## TASK GOAL
Return all lines below containing the word "light".

___ LISTED ENTRIES ___

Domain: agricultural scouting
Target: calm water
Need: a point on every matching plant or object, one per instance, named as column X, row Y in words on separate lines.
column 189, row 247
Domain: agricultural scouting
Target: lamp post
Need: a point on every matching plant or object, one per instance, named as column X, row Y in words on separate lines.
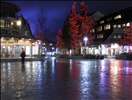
column 85, row 40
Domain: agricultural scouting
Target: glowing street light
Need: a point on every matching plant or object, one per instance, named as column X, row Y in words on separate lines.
column 85, row 40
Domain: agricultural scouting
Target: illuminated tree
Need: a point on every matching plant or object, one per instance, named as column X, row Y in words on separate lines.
column 127, row 39
column 74, row 28
column 60, row 42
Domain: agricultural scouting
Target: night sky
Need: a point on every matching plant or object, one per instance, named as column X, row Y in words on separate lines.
column 57, row 11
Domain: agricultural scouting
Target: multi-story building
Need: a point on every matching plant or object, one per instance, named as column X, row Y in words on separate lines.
column 108, row 32
column 15, row 33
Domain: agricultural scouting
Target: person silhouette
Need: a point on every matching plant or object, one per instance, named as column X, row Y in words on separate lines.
column 23, row 56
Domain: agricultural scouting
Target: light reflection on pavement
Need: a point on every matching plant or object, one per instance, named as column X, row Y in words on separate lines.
column 67, row 79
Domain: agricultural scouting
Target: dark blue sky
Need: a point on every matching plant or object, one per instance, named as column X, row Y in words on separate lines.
column 57, row 11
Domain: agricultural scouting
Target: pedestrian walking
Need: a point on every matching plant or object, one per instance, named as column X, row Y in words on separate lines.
column 23, row 56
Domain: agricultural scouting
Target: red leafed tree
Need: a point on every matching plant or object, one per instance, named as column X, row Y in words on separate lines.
column 74, row 31
column 127, row 40
column 86, row 22
column 60, row 42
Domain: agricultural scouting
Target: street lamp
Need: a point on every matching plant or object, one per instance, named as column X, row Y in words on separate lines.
column 85, row 40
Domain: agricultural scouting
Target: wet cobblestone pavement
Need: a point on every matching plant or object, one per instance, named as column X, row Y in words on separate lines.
column 61, row 79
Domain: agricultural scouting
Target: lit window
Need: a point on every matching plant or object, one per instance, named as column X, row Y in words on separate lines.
column 114, row 26
column 115, row 36
column 2, row 23
column 119, row 26
column 117, row 17
column 50, row 44
column 109, row 19
column 107, row 26
column 119, row 36
column 102, row 21
column 100, row 36
column 128, row 24
column 99, row 28
column 92, row 30
column 18, row 22
column 123, row 25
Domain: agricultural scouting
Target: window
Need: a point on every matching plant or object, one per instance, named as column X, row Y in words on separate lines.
column 119, row 26
column 128, row 24
column 99, row 28
column 114, row 26
column 92, row 30
column 117, row 17
column 109, row 19
column 100, row 36
column 119, row 36
column 115, row 36
column 123, row 25
column 7, row 24
column 101, row 22
column 2, row 23
column 107, row 26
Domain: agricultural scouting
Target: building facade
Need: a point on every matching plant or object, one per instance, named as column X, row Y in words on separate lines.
column 108, row 32
column 15, row 33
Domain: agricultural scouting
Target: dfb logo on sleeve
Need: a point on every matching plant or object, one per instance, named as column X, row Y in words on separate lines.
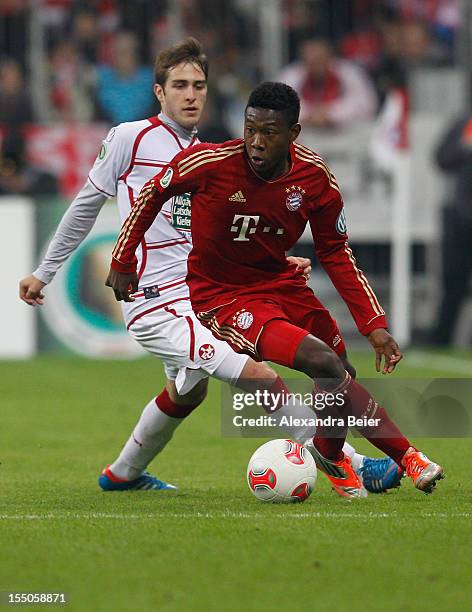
column 166, row 179
column 206, row 351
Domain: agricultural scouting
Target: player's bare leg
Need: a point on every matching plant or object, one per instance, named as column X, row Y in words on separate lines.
column 315, row 360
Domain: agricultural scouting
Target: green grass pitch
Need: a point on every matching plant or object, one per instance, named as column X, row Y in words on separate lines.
column 211, row 546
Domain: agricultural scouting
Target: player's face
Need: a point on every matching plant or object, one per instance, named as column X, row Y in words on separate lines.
column 267, row 137
column 183, row 96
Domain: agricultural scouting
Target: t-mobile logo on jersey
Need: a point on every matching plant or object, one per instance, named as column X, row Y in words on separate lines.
column 248, row 226
column 244, row 228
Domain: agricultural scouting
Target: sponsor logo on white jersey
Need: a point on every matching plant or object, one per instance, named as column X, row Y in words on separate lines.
column 166, row 179
column 244, row 319
column 206, row 351
column 182, row 212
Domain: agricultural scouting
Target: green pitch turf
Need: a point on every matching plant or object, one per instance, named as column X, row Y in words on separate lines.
column 212, row 546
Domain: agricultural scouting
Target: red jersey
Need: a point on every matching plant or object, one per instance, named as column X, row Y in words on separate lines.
column 243, row 225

___

## ANSWER BOX
Target: glowing street light
Target: light reflection on pavement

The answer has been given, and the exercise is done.